[Start Records]
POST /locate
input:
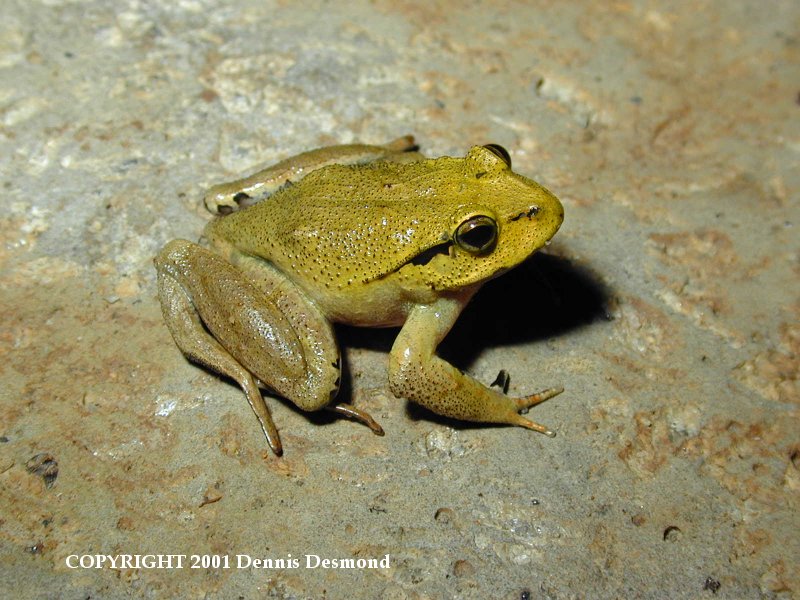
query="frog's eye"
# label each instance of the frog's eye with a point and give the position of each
(477, 235)
(500, 153)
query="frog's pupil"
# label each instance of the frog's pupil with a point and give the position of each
(500, 153)
(477, 235)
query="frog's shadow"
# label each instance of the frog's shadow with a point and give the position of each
(543, 298)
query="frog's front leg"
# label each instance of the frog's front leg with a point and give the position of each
(229, 197)
(264, 332)
(416, 373)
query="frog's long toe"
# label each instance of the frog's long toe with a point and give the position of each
(537, 398)
(523, 422)
(260, 408)
(351, 411)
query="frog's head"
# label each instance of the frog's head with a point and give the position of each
(495, 219)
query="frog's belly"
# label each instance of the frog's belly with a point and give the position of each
(380, 303)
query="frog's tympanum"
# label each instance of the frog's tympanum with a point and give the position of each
(373, 236)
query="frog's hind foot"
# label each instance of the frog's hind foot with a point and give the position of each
(523, 404)
(352, 412)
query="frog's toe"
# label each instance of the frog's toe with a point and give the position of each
(359, 415)
(523, 422)
(503, 380)
(537, 398)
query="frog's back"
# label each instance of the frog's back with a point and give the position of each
(347, 222)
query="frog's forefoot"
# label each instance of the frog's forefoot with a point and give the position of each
(352, 412)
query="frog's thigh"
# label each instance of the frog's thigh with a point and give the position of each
(321, 362)
(194, 341)
(416, 373)
(296, 357)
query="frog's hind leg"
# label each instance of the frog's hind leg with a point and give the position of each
(314, 333)
(195, 342)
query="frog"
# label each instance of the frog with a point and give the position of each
(364, 235)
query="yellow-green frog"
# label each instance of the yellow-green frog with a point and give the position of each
(373, 236)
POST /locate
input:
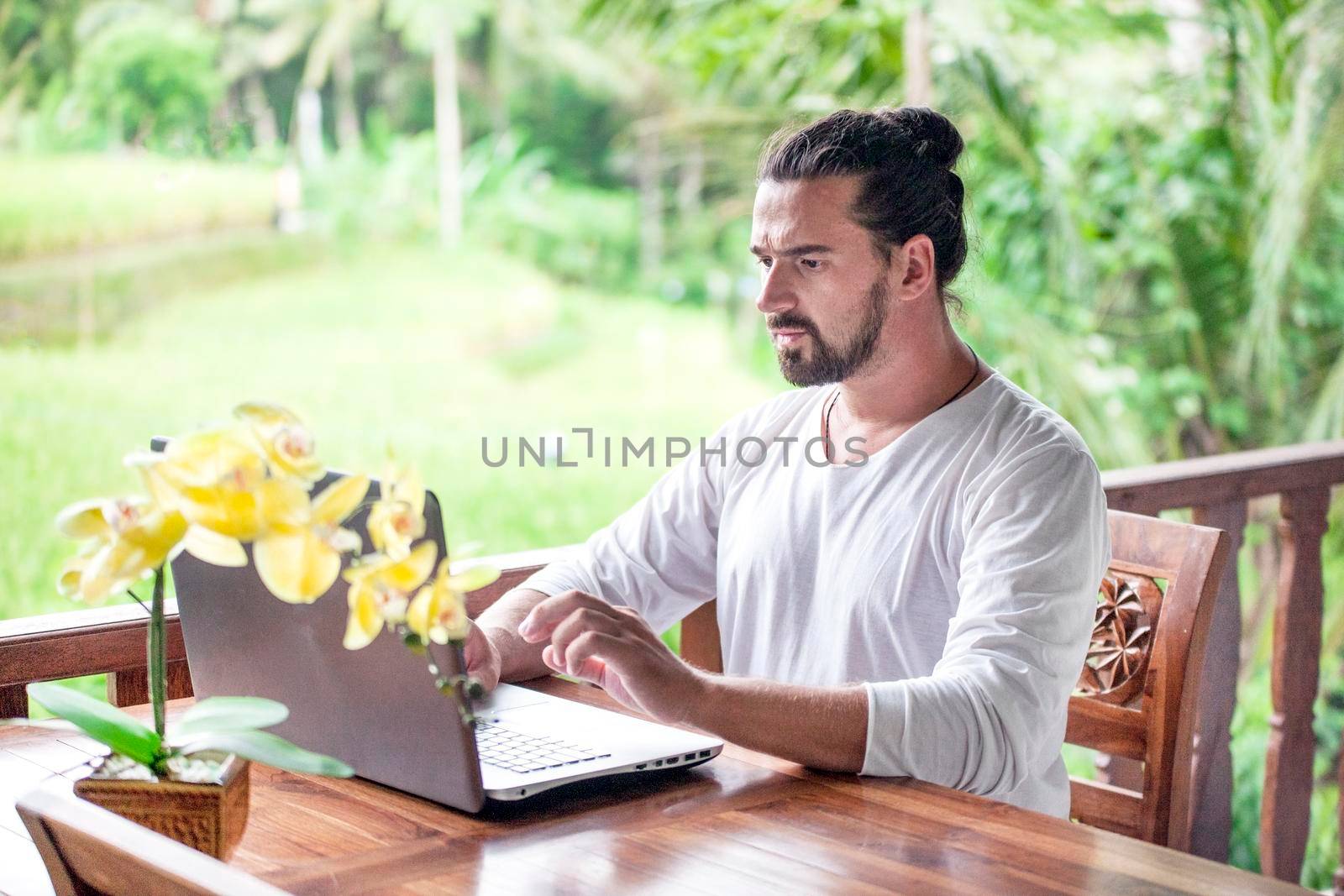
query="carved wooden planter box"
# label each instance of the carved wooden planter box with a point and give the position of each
(206, 817)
[End Records]
• Problem to work on
Please gather every line of the listing that contains the string "shadow", and note that case counts.

• Written answer
query="frog's shadow"
# label each instance of the frog's shadow with a point and give the position of each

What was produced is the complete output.